**Given request**. Turn every line of the listing below into a numbered list, skipping any blank lines.

Start of Data lines

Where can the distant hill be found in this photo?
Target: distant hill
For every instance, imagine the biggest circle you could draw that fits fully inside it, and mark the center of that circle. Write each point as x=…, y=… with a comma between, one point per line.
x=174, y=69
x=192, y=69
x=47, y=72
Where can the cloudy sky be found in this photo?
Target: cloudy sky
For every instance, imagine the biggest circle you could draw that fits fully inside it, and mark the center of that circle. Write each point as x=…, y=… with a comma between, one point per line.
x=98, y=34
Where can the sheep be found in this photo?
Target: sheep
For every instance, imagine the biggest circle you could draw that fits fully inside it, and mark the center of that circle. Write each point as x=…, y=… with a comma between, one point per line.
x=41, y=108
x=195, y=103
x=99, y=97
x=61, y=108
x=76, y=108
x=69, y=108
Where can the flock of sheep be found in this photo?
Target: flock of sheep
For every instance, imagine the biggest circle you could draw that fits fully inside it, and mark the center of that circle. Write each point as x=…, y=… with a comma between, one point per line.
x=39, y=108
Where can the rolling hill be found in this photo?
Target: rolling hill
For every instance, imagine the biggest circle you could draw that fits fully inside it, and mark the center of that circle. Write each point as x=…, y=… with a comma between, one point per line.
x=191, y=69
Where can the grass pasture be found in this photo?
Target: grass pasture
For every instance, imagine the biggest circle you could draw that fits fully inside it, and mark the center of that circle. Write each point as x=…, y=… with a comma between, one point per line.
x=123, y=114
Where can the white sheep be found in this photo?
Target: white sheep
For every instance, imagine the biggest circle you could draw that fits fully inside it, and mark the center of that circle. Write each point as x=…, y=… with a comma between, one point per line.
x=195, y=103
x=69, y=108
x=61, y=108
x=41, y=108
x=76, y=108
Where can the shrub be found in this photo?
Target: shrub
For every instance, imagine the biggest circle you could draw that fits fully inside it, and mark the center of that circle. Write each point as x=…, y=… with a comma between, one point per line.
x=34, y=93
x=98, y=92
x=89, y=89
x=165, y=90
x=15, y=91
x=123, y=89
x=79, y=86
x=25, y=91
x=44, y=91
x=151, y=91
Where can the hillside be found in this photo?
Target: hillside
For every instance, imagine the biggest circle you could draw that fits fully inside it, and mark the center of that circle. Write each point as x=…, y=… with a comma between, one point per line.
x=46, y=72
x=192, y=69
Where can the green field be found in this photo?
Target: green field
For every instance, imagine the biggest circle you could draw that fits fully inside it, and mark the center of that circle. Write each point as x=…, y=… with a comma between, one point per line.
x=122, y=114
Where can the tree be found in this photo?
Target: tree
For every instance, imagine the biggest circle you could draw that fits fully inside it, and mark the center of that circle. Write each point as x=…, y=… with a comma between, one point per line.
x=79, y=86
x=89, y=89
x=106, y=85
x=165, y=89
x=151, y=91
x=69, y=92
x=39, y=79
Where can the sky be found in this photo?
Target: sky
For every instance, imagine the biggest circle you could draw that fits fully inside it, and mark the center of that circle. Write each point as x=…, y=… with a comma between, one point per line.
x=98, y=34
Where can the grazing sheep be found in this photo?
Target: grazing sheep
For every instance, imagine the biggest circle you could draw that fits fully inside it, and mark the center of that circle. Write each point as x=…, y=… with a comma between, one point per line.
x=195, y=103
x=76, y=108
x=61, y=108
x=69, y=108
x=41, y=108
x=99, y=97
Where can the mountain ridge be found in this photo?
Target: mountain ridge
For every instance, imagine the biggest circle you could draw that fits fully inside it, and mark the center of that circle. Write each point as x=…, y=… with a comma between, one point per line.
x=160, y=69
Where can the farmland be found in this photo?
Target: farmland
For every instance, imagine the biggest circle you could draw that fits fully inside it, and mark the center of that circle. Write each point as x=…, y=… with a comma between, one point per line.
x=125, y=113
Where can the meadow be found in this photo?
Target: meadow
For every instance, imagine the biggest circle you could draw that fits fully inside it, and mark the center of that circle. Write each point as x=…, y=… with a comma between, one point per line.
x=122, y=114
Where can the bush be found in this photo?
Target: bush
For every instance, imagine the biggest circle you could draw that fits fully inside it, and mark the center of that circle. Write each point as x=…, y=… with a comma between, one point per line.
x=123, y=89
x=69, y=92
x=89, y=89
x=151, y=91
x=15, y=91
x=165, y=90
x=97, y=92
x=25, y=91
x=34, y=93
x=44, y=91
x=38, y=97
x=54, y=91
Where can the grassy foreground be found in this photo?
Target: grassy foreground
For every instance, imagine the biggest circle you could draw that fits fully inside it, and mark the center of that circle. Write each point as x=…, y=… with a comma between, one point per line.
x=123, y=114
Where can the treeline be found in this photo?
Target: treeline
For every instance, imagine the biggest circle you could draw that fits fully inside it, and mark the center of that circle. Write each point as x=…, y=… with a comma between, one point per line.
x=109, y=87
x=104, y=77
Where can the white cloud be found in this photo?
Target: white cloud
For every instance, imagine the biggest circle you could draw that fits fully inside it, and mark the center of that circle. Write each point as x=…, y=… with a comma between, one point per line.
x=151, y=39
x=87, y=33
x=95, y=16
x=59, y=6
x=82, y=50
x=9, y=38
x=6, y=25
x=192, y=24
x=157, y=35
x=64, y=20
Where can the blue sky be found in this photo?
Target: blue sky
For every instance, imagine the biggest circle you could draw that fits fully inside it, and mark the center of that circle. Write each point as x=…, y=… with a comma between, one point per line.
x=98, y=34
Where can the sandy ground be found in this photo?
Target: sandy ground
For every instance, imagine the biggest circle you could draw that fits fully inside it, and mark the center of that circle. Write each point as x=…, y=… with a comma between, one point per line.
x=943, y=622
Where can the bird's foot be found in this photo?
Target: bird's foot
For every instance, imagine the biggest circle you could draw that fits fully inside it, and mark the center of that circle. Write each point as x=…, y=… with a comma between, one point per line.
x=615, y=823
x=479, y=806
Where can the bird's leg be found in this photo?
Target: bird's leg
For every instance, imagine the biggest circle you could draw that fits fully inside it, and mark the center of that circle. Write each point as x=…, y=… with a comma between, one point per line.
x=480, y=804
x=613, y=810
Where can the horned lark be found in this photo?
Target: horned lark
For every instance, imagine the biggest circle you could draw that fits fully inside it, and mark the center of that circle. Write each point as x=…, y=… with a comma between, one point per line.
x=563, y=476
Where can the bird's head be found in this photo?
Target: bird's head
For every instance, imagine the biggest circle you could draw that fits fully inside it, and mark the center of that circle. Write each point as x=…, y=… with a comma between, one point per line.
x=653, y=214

End of Data lines

**Exercise solution**.
1. Where can the distant hill be found in this photo?
2. Target: distant hill
3. For every instance, imagine the biggest circle you could draw that fits fully inside it, and mark the center of that circle. Write each point as x=…, y=… with a comma between, one point per line.
4. x=174, y=69
5. x=192, y=69
6. x=47, y=72
7. Where can the cloudy sky be found in this photo?
8. Target: cloudy sky
9. For every instance, imagine the biggest circle you could draw that fits fully inside it, and mark the center of that circle. Write each point as x=…, y=… with a comma between, one point per line.
10. x=98, y=34
11. Where can the sheep be found in this photo?
12. Target: sheep
13. For every instance, imagine the biggest circle you could draw that fits fully inside it, and mark the center of that circle. Write each point as x=…, y=… with a comma between, one point per line.
14. x=41, y=108
15. x=195, y=103
16. x=99, y=97
17. x=61, y=108
18. x=76, y=108
19. x=69, y=108
20. Where can the flock of sheep be found in this photo?
21. Target: flock of sheep
22. For every instance, imagine the biggest circle you could draw that fits fully inside it, and mark the center of that circle. Write each point as x=…, y=… with a comma between, one point per line.
23. x=39, y=108
24. Where can the rolling hill be found in this photo?
25. Target: rolling hill
26. For every instance, imagine the biggest circle you could draw that fits fully inside it, and mark the center of that circle. Write each point as x=…, y=… with a comma between, one point per line.
27. x=191, y=69
28. Where can the grass pasture be found in this photo?
29. Target: grass pasture
30. For every instance, imagine the biggest circle you could draw that fits fully inside it, and mark the center of that circle. Write each point as x=…, y=… with a comma between, one point per line.
31. x=123, y=114
32. Where can the white sheep be found in this photo?
33. Target: white sheep
34. For every instance, imagine the biggest circle you could draw that fits fully inside it, and mark the center of that circle. Write each point as x=…, y=… with a comma between, one point per line.
35. x=195, y=103
36. x=69, y=108
37. x=61, y=108
38. x=41, y=108
39. x=76, y=108
40. Where can the shrub be found in this photo?
41. Target: shrub
42. For every instance, imagine the biggest circle you could draw that fits fully inside it, and mark the center of that circle. Write each point as x=…, y=… with a comma between, one point per line.
43. x=34, y=93
44. x=98, y=92
45. x=89, y=89
46. x=165, y=90
47. x=15, y=91
48. x=123, y=89
49. x=79, y=86
50. x=25, y=91
51. x=44, y=91
52. x=151, y=91
53. Where can the hillside be found in this photo?
54. Target: hillside
55. For every instance, imagine the biggest circle you could draw that fits fully inside it, and mark the center of that circle. Write each point as x=…, y=… with a comma between, one point per line.
56. x=46, y=72
57. x=192, y=69
58. Where can the green field be found in this photo?
59. Target: green field
60. For every instance, imagine the biggest circle you could draw that fits fully inside it, and mark the center of that circle. Write each point as x=…, y=… with a comma between, one point per line.
61. x=122, y=114
62. Where can the tree be found in this photo?
63. Target: tree
64. For every instance, imagine the biggest circle you could draw that fits fully inside it, and mark the center of that circle. Write each point as x=…, y=… with a comma between, one point per line.
65. x=79, y=86
66. x=89, y=89
67. x=106, y=85
68. x=165, y=89
69. x=151, y=91
70. x=69, y=92
71. x=39, y=79
72. Where can the sky be found in this photo?
73. Target: sky
74. For every instance, imagine the biggest circle you could draw that fits fully inside it, and mark the center of that circle. Write each point as x=…, y=… with a comma between, one point per line.
75. x=98, y=34
76. Where can the grazing sheep be found in this photo?
77. Target: grazing sheep
78. For every instance, imagine the biggest circle you could draw that fits fully inside it, and mark the center of that circle. Write each point as x=…, y=… with a comma between, one point per line.
79. x=195, y=103
80. x=76, y=108
81. x=61, y=108
82. x=69, y=108
83. x=41, y=108
84. x=99, y=97
85. Where can the mountain ridge be found in this photo?
86. Target: mountain ridge
87. For every instance, imagine the biggest circle you could draw that fits fully inside it, and mark the center of that circle. Write each point as x=…, y=… with a comma between, one point per line.
88. x=160, y=69
89. Where can the farmland be found in this photo?
90. Target: farmland
91. For every instance, imagine the biggest circle you could draw that fits fully inside it, and mark the center of that circle. Write each point as x=…, y=… with a comma between, one point per line.
92. x=125, y=113
93. Where can the meadow be found in this photo?
94. Target: meadow
95. For every instance, imagine the biggest circle you could draw that fits fully inside it, and mark the center of that circle. Write each point as x=…, y=… with a comma between, one point per line.
96. x=122, y=114
97. Where can the bush be found in this photo?
98. Target: bush
99. For every instance, imagine the biggest circle you could draw that fits fully inside it, and mark the center of that circle. Write each point as x=…, y=… with a comma between, one point per line.
100. x=123, y=89
101. x=69, y=92
102. x=89, y=89
103. x=151, y=91
104. x=15, y=91
105. x=165, y=90
106. x=97, y=92
107. x=25, y=91
108. x=34, y=93
109. x=44, y=91
110. x=38, y=97
111. x=54, y=91
112. Where can the grassy foreground be found in this photo?
113. Target: grassy foreground
114. For every instance, imagine the biggest circle you could draw that fits fully inside it, and mark the center of that circle. Write each point as x=…, y=… with a comma between, one point per line.
115. x=123, y=114
116. Where can the treeline be found in this photo?
117. Target: treeline
118. For every instance, imagine the biggest circle you could draw that fits fully inside it, and mark the center of that circle. Write each point as x=…, y=… with a comma between, one point per line.
119. x=109, y=87
120. x=104, y=77
121. Where can the white cloud be found in this photo?
122. Target: white cloud
123. For every instance, imagine the biggest circle you could draw that fits fully inside it, and mark the center of that circle. Write each point as x=…, y=… with a comma between, one point per line.
124. x=151, y=39
125. x=87, y=33
126. x=95, y=16
127. x=59, y=6
128. x=82, y=50
129. x=9, y=38
130. x=6, y=25
131. x=192, y=24
132. x=157, y=35
133. x=64, y=20
134. Where can the blue sky be found in this photo?
135. Target: blue sky
136. For every instance, imagine the biggest circle you could draw that fits fully inside it, and mark the center of that circle. Write each point as x=…, y=… with a comma between, one point per line.
137. x=98, y=34
138. Where can the sandy ground be found in this photo?
139. Target: sandy ground
140. For every instance, imagine the biggest circle you could draw that fits fully inside it, and mark the center of that circle. Write each point as x=…, y=… with a comma between, one point per line.
141. x=943, y=622
142. Where can the bird's foot be found in this photo?
143. Target: bird's foot
144. For every instance, imagine the biggest circle you could draw that fits fully inside it, and mark the center of that circle. Write each point as x=…, y=… with a comma between, one point per line.
145. x=615, y=823
146. x=479, y=806
147. Where can the bird's leg be found in this photo?
148. Target: bird's leg
149. For every instance, imagine the biggest circle you could draw that fits fully inside it, and mark the center of that circle. Write each point as x=…, y=… with a comma between, one point per line.
150. x=480, y=804
151. x=613, y=810
152. Where can the horned lark be found in this photo?
153. Target: horned lark
154. For every instance, imagine the biggest circle you could draw that fits fully inside it, and mark the center of that circle. Write each point as x=…, y=… with a comma between, one point per line.
155. x=563, y=476
156. Where can the bird's head be found in this photo?
157. Target: bird's head
158. For every instance, imagine the biggest circle you could draw that fits fully inside it, and mark the center of that circle. Write each point as x=…, y=… with a comma between, one point per line.
159. x=653, y=214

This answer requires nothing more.